Rows:
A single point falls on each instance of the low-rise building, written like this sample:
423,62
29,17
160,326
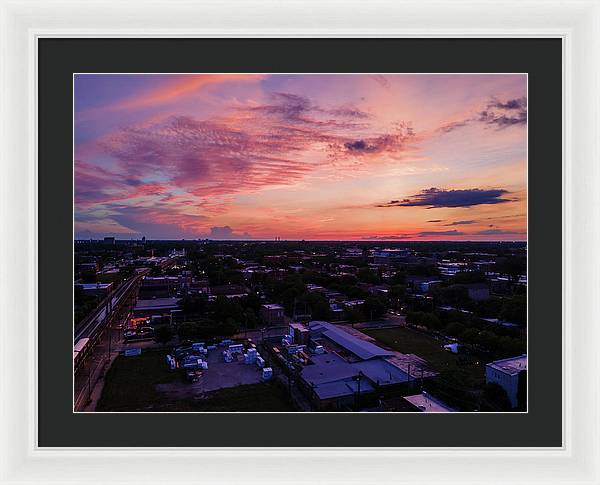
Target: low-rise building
426,403
511,375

Do this:
Arrange every line of the records above into a Markdown table with the columns Row and Line, numbering the rows and skipping any blank lines. Keep the pictures out of the table.

Correct output:
| Row | Line |
|---|---|
| 1 | A single point falls on each instance of the low-rise building, written like this sample: |
| 2 | 423,62 |
| 3 | 29,17 |
| 4 | 160,326 |
| 5 | Target: low-rise building |
| 6 | 426,403 |
| 7 | 511,375 |